**Document text:**

My 7 year old is studying "Animals including Humans" this term. It's all about habitats and diet. I think that her teenage brothers natural habitat could do with tidying and their favoured diet of Dominoes Pizza leaves a bit to be desired!

It's an interesting title, because it reveals the way our world is going in thinking about people. That we are simply the most evolved animals. This means logically that people have no innately greater value than any other animal. Which is why a piece on the BBC website today surprised me.

The headline was "The man stuffed and displayed like a wild animal." http://www.bbc.co.uk/news/magazine-37344210 

The article was about a the remains of a black man which had been brought back to Europe at the end of the 19th century and displayed in a variety of exhibitions and museums before ending up in a museum in Spain. The author had been horrified to come across the rather morbid exhibit in the the 1980's. It was only removed from public display in 1997 before being returned to Botswana for burial in 2000. 

It was clear from the article's tone that we, the readers, were supposed to be horrified by the barbaric treatment of a human being by our forefathers. The question I had was, "Why?".

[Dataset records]
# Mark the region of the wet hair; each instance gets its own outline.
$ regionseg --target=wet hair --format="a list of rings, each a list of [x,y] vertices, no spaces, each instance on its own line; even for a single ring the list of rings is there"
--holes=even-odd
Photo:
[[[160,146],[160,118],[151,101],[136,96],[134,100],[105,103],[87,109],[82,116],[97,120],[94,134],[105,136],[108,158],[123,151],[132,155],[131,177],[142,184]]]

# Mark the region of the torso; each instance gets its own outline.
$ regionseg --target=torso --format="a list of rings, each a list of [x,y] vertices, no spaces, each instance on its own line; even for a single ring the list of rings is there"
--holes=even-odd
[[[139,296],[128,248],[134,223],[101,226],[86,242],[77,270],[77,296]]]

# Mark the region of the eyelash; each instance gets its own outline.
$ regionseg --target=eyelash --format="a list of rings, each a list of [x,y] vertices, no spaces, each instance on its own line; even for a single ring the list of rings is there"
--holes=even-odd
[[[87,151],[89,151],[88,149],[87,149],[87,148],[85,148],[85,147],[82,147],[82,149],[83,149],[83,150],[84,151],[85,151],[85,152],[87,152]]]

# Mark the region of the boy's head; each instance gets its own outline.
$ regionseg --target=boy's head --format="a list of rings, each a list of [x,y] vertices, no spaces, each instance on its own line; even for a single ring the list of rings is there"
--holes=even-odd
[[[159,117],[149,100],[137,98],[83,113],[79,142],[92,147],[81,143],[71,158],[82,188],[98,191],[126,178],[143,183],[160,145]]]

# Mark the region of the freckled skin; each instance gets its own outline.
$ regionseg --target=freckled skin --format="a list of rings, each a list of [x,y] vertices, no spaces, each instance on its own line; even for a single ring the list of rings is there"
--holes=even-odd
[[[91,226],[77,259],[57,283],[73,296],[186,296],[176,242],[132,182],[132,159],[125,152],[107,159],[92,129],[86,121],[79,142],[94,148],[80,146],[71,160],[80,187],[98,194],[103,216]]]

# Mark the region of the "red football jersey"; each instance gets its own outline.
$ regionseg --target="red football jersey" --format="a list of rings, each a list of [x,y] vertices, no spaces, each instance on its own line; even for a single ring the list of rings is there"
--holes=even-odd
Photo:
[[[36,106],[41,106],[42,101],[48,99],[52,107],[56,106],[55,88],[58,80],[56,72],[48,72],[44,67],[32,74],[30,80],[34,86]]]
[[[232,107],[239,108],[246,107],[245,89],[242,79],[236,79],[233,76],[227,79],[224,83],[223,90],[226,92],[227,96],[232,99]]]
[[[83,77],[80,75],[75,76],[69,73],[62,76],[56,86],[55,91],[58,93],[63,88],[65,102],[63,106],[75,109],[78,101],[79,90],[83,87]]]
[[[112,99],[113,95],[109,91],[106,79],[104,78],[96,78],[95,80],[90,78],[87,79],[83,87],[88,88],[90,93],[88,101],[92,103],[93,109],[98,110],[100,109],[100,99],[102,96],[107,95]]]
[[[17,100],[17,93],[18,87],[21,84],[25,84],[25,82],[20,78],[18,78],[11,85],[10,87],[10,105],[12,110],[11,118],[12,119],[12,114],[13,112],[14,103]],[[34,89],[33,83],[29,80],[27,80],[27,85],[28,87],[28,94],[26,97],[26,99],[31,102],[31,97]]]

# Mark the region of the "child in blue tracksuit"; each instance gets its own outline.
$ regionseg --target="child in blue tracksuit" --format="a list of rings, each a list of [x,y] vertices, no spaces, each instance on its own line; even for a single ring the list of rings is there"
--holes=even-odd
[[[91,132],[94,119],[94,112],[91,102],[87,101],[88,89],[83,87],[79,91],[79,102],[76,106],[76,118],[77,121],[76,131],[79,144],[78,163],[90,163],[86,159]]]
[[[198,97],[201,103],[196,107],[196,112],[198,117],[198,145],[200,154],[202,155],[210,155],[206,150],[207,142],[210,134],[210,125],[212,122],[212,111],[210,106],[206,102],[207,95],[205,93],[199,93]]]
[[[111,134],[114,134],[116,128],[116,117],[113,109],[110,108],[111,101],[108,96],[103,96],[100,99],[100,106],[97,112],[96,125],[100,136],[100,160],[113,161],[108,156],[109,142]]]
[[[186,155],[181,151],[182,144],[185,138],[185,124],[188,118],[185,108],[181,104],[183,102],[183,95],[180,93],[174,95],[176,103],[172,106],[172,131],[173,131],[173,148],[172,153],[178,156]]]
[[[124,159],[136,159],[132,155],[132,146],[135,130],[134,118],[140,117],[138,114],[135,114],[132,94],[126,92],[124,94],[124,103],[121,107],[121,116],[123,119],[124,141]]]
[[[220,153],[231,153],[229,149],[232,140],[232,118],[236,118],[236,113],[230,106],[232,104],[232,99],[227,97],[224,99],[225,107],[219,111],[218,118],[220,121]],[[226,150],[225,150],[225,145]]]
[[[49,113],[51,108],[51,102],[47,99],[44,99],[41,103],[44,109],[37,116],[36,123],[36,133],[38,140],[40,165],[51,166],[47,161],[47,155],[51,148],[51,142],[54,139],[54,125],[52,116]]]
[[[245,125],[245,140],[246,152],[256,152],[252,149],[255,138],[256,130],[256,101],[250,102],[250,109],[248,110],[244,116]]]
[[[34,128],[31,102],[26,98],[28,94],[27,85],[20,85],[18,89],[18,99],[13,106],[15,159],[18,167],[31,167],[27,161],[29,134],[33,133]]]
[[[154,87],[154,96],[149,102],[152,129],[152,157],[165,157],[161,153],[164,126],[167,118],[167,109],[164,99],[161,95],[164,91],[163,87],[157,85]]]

**Your tasks:**
- a) Translate this sentence from the blog post about the BBC article into Spanish: "It was only removed from public display in 1997 before being returned to Botswana for burial in 2000."
- b) Write the next paragraph of the blog post about the BBC article, picking up right after its closing question.

**Results for each task:**
- a) Solo fue retirado de la exhibición pública en 1997, antes de ser devuelto a Botsuana para ser enterrado en 2000.

- b)
If we are simply highly developed animals then why not stuff us and put a few of us on display for future generations. I admit that the taxidermist would need a lot of newspaper or cotton wool to fill out my ample form! But why would that be morally wrong?

The reason that the idea of stuffing people seems repugnant to a world that thinks we're just animals, is that we're not. We're created in the image of God, and as hard as people try, that sense of our unique place in creation is woven into the fabric of our consciences.

Genesis 1:27 So God created mankind in his own image, in the image of God he created them; male and female he created them.

That's why it just feels wrong to stuff people...even if you've decided that the God who gives you life and value doesn't exist, and you're just a bit further along the evolutionary spectrum than your guinea pig!